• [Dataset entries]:
• • •
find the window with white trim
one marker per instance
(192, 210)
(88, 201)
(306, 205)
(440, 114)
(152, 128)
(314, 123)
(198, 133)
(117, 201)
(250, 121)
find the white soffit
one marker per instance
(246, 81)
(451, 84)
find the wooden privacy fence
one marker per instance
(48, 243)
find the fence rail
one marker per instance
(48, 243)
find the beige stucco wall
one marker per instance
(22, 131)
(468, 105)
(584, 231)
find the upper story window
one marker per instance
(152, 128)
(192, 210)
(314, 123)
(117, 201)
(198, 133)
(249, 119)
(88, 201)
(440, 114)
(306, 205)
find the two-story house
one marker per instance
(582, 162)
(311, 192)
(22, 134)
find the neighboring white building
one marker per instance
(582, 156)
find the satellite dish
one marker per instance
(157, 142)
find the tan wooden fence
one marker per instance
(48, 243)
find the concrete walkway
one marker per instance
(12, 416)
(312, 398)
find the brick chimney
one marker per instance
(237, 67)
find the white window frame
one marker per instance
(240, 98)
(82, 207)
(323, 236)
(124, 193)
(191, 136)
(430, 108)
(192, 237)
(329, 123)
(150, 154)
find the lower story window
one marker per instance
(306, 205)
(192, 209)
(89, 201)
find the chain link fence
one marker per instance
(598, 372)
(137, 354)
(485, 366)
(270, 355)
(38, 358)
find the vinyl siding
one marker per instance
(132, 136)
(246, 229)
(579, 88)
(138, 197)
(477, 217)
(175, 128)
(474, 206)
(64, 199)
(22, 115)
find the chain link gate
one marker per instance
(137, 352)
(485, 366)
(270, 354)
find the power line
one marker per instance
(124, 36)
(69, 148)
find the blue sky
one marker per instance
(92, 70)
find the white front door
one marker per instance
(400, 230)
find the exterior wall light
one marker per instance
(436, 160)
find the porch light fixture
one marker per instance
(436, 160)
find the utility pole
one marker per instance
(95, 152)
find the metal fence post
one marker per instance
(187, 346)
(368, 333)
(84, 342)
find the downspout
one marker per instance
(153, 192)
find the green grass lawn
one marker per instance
• • •
• [TO DO]: If a line in the records above contains the word "light", copy it.

• [OUTPUT FOR THIS EXERCISE]:
find the exterior wall light
find the porch light fixture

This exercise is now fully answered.